• [OBJECTIF]:
Recopiez, s'il vous plaît, les entrées allant de la ligne qui contient "Task: where can the white sneaker" jusqu'à la fin des entrées, en changeant "sneaker" en "shoe" et sans rien modifier d'autre.

• [ENTRÉES FOURNIES]:
::::
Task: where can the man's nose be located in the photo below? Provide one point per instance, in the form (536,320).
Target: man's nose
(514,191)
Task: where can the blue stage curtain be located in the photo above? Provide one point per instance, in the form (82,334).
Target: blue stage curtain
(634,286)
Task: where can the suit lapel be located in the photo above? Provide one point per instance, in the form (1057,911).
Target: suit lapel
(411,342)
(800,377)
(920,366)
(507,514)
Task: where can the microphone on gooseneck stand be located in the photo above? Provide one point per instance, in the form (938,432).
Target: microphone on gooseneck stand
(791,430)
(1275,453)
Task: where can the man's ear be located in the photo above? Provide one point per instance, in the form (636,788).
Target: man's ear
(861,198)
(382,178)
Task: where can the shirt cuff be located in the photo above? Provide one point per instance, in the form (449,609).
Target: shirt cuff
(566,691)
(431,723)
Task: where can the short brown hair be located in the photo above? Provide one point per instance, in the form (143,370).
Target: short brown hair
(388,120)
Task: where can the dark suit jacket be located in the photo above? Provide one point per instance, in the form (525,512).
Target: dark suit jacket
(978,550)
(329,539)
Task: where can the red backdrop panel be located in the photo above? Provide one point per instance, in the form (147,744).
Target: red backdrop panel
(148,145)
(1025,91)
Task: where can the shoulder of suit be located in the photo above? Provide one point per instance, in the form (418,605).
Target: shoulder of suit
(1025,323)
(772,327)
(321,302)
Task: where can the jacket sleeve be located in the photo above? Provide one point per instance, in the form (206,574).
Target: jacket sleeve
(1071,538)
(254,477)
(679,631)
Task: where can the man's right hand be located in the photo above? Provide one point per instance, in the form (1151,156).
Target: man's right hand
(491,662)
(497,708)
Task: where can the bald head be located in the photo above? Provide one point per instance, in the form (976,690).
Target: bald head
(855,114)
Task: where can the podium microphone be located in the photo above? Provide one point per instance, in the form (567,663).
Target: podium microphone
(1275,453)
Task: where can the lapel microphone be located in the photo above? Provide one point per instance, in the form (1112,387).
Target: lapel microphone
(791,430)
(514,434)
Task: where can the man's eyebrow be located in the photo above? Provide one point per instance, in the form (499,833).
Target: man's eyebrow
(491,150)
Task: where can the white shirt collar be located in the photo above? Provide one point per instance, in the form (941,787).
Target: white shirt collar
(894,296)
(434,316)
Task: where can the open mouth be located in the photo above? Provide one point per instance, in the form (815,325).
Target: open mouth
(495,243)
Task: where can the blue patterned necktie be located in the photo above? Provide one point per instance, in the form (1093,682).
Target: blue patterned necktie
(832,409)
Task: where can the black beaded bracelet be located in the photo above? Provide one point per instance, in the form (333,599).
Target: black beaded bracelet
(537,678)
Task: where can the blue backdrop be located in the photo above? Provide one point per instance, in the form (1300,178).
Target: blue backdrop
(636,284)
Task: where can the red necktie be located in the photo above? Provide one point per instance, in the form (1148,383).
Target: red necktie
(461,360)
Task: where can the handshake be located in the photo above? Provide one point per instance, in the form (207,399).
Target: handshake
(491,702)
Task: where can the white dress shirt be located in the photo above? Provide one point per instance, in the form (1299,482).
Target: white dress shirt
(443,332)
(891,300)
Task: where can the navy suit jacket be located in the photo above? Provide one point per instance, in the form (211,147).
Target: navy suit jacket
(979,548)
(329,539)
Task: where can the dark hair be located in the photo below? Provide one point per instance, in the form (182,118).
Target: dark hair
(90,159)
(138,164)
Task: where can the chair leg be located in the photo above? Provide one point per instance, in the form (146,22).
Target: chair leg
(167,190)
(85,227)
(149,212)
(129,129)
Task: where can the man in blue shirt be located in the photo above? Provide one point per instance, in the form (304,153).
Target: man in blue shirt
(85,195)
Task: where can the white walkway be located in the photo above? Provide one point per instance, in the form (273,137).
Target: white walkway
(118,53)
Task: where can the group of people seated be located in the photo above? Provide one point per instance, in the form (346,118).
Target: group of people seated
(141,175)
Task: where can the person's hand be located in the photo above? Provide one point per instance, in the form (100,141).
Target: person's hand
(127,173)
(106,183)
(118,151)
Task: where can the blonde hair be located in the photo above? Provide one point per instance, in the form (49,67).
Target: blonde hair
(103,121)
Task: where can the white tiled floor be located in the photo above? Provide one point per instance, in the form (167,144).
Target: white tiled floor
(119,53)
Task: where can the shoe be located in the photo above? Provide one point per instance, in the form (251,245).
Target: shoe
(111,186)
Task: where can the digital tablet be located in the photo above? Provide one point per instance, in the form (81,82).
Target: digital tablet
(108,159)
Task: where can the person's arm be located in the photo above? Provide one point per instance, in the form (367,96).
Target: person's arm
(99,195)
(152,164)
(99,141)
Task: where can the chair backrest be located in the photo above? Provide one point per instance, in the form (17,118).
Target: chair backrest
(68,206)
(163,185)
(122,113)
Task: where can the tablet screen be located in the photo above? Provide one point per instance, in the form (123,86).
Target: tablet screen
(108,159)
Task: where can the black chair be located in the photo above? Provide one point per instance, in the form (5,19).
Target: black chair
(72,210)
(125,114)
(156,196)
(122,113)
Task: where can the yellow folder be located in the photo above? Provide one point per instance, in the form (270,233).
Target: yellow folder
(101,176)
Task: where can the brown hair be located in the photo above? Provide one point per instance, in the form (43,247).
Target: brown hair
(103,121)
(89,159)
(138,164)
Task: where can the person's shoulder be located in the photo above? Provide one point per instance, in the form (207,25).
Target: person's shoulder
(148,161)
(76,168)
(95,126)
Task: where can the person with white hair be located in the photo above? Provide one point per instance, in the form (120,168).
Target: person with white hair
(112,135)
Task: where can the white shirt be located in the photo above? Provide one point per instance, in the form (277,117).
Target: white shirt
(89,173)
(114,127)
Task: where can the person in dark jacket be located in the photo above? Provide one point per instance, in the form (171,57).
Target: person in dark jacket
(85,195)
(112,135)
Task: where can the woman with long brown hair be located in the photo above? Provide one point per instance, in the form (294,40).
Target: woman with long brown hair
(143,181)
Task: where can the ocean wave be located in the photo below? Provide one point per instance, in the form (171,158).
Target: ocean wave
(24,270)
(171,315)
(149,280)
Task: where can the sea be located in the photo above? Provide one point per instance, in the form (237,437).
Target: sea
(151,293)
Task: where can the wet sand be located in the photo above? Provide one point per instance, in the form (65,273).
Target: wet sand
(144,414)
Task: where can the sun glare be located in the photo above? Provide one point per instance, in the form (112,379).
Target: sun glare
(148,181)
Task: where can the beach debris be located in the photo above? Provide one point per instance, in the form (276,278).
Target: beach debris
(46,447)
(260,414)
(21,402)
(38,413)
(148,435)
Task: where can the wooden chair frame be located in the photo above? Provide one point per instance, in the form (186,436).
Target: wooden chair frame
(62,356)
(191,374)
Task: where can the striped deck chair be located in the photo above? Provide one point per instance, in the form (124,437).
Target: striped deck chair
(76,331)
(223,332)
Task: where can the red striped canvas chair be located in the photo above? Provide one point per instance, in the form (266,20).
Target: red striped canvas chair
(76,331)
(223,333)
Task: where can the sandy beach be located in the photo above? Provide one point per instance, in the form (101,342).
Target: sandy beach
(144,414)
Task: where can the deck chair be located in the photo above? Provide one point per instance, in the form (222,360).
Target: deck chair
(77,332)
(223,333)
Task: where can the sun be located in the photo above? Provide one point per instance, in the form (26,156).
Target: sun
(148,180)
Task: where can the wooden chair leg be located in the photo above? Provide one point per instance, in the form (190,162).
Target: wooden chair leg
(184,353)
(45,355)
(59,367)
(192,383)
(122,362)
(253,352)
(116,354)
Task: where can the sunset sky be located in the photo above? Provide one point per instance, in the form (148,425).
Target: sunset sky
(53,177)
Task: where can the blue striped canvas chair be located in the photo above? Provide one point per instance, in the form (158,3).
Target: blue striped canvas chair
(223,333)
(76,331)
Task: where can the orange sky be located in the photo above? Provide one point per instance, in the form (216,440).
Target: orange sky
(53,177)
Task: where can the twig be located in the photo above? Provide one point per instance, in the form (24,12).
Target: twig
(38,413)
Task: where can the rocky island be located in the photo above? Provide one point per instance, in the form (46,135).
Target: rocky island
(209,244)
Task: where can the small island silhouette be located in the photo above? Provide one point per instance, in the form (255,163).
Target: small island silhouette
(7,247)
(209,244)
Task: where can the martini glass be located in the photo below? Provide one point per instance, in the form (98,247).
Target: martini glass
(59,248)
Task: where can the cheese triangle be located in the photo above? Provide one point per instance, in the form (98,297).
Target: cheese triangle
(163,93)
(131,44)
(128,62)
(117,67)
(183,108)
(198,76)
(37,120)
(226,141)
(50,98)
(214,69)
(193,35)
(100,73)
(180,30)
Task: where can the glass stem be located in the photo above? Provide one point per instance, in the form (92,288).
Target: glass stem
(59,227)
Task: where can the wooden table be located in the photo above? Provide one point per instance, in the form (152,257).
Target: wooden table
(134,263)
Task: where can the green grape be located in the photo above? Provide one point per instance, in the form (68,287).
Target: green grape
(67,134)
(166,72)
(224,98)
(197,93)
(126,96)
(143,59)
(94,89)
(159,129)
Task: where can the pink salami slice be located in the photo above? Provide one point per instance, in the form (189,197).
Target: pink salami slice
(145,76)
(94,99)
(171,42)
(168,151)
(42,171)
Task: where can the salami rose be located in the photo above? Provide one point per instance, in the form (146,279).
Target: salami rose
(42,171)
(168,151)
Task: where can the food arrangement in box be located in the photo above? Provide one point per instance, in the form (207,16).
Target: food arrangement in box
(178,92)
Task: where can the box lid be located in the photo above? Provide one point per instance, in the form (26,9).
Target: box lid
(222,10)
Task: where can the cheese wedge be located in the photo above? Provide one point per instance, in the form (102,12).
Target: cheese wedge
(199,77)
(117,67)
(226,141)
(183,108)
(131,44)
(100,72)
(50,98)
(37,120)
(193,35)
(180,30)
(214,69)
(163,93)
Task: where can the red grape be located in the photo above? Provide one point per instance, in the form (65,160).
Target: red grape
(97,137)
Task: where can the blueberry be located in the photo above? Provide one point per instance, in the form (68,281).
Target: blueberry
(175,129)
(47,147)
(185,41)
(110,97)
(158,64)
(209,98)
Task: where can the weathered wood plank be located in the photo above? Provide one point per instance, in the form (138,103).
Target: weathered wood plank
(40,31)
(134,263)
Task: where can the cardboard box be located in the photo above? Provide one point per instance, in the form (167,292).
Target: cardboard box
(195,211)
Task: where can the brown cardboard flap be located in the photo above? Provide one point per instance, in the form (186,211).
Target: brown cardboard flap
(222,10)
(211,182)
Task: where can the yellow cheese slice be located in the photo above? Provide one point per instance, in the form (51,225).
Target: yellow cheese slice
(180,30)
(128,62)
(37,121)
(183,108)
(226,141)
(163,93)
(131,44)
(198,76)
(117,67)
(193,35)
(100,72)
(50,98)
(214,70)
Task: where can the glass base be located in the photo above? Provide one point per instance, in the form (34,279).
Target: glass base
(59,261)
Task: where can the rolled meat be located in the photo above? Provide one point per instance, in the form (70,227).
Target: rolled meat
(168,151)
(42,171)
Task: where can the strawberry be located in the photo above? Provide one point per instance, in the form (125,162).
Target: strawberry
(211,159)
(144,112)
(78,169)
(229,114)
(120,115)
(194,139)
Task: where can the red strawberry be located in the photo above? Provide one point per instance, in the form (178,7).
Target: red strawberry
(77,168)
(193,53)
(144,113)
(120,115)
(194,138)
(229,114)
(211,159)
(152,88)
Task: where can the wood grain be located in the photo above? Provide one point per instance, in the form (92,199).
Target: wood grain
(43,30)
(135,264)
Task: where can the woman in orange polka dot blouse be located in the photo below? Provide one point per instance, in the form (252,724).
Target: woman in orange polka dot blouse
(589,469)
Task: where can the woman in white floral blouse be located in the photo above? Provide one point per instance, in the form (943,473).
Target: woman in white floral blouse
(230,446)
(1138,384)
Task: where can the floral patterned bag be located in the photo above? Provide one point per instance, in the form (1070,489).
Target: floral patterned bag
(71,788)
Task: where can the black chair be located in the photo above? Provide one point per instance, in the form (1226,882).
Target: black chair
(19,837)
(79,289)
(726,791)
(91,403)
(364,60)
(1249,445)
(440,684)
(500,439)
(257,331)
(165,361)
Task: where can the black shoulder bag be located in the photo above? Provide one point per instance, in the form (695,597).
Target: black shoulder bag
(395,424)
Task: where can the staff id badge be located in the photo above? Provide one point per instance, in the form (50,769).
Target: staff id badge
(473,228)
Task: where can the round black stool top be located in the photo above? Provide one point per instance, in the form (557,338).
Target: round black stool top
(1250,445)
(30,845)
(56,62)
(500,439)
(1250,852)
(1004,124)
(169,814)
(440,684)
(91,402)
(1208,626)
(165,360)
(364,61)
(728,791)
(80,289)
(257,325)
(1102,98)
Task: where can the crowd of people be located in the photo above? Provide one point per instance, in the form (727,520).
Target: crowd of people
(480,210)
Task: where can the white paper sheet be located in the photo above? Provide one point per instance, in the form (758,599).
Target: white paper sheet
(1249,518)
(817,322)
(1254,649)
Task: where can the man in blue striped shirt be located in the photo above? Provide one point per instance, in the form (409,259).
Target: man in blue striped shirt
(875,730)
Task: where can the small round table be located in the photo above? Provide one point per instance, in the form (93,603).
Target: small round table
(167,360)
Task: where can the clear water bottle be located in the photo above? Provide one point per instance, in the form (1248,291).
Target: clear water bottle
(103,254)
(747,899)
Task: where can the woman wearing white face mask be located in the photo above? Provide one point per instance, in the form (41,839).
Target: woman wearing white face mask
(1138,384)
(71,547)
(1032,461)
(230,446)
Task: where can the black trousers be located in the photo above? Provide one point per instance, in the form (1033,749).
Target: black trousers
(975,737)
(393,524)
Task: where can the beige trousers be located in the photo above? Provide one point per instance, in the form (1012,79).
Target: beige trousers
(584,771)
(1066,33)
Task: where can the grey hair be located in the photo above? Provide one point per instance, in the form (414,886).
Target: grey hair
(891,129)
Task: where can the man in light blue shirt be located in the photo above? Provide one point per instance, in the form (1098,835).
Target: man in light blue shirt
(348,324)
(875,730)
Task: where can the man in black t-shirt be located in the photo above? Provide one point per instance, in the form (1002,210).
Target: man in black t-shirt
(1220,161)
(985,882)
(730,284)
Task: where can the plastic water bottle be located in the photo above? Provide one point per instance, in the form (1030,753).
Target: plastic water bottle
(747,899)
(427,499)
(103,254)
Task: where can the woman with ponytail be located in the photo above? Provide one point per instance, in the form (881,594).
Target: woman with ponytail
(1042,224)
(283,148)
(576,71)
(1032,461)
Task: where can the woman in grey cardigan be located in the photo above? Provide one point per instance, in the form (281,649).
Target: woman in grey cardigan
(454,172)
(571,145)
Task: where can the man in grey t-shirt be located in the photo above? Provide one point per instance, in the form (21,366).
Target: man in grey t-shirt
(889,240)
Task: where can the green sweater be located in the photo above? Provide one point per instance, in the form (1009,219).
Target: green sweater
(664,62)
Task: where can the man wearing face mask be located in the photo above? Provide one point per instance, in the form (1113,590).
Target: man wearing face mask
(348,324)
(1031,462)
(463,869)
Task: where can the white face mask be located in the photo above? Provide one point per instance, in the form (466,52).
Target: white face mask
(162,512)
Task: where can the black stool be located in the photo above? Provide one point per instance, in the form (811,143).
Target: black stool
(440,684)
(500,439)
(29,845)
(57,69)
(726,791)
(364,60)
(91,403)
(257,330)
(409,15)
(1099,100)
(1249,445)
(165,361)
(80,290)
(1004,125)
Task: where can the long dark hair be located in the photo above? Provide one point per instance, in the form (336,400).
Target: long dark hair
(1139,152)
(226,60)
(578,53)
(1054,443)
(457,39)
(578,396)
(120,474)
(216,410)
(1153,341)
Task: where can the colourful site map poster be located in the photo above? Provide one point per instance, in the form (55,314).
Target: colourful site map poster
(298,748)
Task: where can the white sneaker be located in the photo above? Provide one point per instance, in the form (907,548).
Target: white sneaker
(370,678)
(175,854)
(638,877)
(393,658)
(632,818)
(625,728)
::::
• [SOLUTION]:
Task: where can the white shoe be located in the photo above? Provide one point per instance, in the form (907,548).
Target: white shoe
(370,678)
(175,854)
(638,877)
(393,658)
(632,818)
(625,728)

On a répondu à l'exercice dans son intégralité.